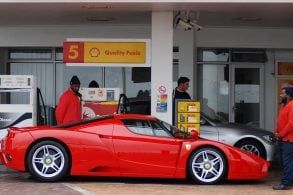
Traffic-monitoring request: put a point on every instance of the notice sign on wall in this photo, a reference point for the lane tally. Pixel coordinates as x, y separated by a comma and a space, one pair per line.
105, 52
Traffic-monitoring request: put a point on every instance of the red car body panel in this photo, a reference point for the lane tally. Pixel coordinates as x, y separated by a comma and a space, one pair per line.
108, 148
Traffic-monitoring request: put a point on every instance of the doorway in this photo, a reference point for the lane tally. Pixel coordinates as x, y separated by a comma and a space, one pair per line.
246, 89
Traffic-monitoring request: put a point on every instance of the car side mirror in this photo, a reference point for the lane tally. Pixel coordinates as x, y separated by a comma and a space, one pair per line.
202, 122
193, 134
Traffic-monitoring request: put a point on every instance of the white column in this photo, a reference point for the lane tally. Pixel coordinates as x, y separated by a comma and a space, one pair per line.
185, 41
162, 65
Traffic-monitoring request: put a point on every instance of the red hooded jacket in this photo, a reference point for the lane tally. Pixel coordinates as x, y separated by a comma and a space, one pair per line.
68, 109
285, 122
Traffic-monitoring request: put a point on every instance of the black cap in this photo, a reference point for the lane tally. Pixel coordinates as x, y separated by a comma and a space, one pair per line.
74, 80
94, 84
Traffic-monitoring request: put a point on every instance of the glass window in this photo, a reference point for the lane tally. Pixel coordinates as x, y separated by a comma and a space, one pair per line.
145, 127
139, 126
213, 55
30, 54
213, 90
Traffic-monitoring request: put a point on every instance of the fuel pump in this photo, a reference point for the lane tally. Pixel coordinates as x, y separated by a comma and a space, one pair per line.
15, 113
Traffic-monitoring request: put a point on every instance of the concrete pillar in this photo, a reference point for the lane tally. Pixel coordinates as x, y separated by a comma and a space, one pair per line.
162, 65
186, 56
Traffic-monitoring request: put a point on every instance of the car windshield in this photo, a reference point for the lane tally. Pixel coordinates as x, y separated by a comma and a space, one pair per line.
177, 133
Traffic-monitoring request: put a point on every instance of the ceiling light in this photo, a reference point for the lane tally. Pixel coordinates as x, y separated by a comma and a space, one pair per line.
99, 19
97, 6
248, 19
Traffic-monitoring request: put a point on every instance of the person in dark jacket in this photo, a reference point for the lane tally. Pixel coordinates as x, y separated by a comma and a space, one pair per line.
284, 133
69, 107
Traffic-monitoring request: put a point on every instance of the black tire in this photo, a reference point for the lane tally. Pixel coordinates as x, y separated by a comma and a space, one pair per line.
207, 166
253, 147
48, 161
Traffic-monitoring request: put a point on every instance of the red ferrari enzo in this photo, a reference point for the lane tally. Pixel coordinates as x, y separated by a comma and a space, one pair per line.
125, 145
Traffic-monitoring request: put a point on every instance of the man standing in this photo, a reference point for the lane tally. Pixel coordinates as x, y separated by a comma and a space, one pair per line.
69, 107
180, 93
284, 132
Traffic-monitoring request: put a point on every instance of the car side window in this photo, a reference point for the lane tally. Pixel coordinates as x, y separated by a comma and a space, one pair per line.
145, 127
139, 126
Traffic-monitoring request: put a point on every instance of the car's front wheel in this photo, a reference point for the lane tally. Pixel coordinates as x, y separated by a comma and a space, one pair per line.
207, 166
48, 161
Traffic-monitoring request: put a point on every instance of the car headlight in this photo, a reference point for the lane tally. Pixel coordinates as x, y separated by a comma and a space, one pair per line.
270, 138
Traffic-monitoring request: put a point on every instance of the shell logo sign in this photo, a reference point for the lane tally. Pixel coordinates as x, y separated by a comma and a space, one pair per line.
133, 53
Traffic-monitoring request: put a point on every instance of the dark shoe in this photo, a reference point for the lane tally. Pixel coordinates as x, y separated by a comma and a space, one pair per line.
280, 187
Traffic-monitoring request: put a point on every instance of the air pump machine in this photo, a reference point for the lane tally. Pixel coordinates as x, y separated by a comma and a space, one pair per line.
18, 114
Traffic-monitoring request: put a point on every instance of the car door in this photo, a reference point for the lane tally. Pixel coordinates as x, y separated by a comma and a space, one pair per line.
208, 130
142, 152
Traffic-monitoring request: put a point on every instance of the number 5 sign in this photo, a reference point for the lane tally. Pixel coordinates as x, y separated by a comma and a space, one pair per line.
73, 52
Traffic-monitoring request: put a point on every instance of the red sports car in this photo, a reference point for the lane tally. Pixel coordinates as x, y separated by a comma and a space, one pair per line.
125, 145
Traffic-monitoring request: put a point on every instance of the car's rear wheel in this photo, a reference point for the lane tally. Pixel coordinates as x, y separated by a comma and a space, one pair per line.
48, 161
253, 147
207, 166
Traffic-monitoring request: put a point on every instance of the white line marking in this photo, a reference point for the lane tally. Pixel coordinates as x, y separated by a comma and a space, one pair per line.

--

Repeat, exactly and only, the lines above from the one containing "the car headlight" through the end of the material.

Traffic-monitoring request: put a point on every instance of the car headlight in this photo, a reference point for the lane tally. Pixel coordinates as x, y separated by a comma and a space, one pair per line.
270, 138
Traffic-monitoring request: put a point on every instance of the shell logo sign in this photo, a reference point for the lane tally. Pixel coordinates as x, y separated by a comma and a space, one pair per line.
133, 53
Traffic-monitoring request: put a point on every instance of the dark shoe in this photo, a reference point for the lane tally. Pixel coordinates as x, y separated by a comma and a space, one pair per line.
280, 187
Traffic-monitoring request: put a point on every instance of the air pump machine in this photo, a reference point for the lane tally. Pixel coordinates as x, y separated by a comma and a space, one pair per line.
18, 114
Traffic-monitoring request: put a point on every instance of the car door in this photo, a reference point for the lane tally. Pixel coordinates as x, y separated by a comma and a space, one pair per line.
208, 130
142, 152
Traffic-monitoring request: put a point on every instance of the number 5 sign in this photo, a reference point for the lane tally. Pixel coordinates as x, y separated by a comma and a space, one pair per line.
73, 52
Traffic-monitoring request: put a point on every instance of the red sports car in this photo, a reference point for the lane tally. Pixel coordinates as x, y separated by a comma and a space, one pair per line.
125, 145
Traffic-monitoring request: put a point on every instance of the car's rear wheel in this photo, a reference point for the lane tally. Pixel coordinates as x, y separated by a comma and a space, one pair per line.
48, 161
253, 147
207, 166
Traffic-monitoring request: put a point on every instance of the white line marking in this photo, a reference point for the lane tally. Pixel coordinates as x, y separated by a comma and a space, one pair per line.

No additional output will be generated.